_Given records_:
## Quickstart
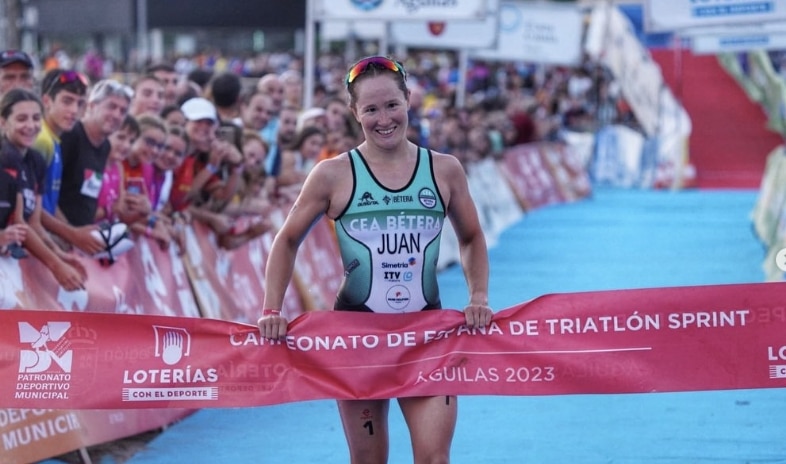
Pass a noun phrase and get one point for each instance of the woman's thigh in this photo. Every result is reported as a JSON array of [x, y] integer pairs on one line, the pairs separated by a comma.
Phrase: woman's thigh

* * *

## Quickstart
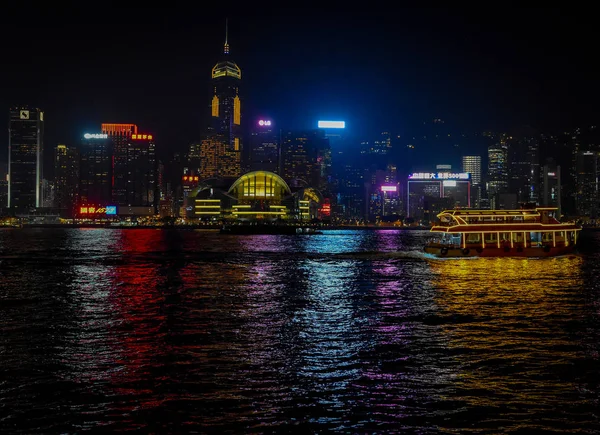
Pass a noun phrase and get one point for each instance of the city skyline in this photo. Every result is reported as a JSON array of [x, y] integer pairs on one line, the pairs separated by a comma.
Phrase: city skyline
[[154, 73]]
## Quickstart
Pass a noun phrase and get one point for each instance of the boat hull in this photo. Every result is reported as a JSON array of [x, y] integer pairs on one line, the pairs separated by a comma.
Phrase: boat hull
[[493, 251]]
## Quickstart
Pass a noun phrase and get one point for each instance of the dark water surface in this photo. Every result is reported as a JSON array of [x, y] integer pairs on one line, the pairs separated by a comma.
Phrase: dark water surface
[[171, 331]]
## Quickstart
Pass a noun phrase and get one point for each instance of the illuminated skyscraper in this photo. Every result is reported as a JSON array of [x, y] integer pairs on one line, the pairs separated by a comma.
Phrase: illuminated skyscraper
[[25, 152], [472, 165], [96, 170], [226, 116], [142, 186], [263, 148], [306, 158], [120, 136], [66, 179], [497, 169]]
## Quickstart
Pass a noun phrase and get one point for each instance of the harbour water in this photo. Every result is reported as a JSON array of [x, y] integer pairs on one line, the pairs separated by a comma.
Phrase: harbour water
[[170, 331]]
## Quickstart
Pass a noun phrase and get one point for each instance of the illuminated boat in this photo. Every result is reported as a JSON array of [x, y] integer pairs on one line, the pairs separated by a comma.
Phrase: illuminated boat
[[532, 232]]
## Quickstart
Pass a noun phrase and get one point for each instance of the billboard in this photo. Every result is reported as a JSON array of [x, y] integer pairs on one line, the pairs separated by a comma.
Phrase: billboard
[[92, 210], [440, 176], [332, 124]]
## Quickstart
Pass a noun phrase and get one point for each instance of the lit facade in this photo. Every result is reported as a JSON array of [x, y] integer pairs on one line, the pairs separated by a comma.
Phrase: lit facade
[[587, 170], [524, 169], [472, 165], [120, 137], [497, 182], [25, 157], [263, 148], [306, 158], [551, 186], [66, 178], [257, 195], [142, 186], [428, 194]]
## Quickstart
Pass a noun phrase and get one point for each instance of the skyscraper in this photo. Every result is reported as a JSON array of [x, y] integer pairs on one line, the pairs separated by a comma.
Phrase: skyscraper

* * *

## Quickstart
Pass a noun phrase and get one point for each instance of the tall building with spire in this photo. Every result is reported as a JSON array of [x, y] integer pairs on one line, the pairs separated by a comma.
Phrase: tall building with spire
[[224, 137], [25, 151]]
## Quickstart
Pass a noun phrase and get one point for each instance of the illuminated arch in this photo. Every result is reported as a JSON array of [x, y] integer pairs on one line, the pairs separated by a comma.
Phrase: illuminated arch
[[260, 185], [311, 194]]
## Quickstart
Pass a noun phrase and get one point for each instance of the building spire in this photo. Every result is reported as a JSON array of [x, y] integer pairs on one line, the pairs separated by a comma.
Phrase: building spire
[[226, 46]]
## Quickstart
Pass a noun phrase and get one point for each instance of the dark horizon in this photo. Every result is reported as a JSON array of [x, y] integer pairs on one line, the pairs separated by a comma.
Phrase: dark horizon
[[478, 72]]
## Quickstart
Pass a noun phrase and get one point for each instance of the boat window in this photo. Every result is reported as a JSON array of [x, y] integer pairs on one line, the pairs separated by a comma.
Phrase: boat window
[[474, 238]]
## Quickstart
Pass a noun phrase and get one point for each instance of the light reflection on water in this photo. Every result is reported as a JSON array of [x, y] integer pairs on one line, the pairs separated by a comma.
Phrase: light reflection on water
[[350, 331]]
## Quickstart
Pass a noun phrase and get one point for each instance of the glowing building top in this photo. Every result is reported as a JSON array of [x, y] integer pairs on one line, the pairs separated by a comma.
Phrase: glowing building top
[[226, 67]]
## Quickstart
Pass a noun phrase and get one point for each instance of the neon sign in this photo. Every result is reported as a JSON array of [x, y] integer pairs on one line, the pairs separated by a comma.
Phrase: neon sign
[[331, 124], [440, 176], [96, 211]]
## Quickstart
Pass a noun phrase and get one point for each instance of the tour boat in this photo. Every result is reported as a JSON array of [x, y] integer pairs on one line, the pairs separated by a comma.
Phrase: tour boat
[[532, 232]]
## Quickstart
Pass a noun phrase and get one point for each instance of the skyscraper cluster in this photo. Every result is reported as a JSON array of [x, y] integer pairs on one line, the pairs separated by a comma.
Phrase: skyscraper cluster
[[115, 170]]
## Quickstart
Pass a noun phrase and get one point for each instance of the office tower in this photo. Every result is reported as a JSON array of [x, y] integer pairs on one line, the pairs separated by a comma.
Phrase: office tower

_Work to complete_:
State how many lines of the items contain the string "sign", treating uppercase and lowercase as distinct. Give only the number.

_The response_:
2